DATA TO PROCESS =>

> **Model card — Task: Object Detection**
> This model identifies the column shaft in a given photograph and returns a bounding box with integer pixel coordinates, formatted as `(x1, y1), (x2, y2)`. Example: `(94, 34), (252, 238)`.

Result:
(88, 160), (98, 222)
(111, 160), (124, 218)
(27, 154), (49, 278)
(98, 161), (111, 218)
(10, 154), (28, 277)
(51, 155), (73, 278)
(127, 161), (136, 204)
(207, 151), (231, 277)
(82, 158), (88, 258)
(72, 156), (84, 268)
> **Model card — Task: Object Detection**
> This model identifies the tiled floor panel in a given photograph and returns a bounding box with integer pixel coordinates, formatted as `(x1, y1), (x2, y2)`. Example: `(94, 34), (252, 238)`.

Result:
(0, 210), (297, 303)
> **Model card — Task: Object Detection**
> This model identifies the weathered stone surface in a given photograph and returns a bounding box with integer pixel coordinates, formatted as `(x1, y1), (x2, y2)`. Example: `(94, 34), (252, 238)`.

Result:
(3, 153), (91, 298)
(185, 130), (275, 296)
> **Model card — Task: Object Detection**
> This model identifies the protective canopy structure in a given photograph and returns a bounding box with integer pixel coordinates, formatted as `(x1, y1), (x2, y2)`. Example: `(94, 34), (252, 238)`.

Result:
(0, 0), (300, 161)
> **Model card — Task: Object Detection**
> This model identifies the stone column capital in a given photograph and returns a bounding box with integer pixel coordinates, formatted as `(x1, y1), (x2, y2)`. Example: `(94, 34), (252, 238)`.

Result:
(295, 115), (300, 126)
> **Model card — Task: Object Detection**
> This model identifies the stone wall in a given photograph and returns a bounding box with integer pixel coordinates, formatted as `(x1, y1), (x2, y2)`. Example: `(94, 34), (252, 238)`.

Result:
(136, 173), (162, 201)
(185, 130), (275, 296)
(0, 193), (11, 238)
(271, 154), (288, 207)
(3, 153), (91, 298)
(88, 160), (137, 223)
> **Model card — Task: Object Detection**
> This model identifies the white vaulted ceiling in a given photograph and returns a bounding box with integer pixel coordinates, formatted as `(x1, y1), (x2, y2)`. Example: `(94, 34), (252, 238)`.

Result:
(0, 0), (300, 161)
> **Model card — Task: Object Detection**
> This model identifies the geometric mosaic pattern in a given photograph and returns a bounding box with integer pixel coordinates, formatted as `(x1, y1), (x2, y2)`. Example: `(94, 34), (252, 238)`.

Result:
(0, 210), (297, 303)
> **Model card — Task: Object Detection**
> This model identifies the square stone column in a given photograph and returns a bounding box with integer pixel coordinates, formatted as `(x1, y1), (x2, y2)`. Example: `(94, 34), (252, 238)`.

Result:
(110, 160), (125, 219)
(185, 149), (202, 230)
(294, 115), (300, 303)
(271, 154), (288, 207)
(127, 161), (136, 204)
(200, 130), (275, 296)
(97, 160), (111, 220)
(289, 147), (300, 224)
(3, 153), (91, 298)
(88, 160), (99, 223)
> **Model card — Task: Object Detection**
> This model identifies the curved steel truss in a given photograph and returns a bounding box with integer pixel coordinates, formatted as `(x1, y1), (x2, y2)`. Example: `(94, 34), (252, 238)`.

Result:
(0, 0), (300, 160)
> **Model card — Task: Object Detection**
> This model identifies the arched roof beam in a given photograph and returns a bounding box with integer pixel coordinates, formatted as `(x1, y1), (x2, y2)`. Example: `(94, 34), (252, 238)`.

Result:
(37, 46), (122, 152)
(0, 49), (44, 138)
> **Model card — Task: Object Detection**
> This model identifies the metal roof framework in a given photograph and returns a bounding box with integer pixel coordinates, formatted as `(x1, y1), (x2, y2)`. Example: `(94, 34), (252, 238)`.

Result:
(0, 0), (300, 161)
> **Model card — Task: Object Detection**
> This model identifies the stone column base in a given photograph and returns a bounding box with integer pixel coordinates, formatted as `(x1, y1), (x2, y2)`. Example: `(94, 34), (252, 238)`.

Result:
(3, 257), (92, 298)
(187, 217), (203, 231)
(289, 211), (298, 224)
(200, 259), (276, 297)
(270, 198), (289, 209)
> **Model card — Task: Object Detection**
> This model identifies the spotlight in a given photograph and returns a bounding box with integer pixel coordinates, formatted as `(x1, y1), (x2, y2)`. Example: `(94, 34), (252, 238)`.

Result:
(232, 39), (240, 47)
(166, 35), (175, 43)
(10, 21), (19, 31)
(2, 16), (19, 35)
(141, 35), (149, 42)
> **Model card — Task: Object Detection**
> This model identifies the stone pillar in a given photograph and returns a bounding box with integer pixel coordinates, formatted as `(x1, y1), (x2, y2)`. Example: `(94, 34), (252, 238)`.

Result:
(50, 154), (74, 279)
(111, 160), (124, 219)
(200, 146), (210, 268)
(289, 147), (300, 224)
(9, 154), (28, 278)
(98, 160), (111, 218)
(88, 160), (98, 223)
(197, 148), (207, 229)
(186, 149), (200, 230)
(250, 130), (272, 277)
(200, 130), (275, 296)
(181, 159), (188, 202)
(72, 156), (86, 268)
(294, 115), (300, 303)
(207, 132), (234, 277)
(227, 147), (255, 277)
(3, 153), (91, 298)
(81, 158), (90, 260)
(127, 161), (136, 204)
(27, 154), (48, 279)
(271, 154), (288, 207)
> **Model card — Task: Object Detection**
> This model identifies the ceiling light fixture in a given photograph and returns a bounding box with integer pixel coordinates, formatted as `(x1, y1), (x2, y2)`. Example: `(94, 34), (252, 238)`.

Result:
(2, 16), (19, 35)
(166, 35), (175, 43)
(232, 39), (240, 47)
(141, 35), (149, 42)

DIRECTIVE =>
Count the lines in the entries above that include the word "ceiling", treating uppercase and lowercase as different. Reply with the number alone.

EXERCISE ANSWER =>
2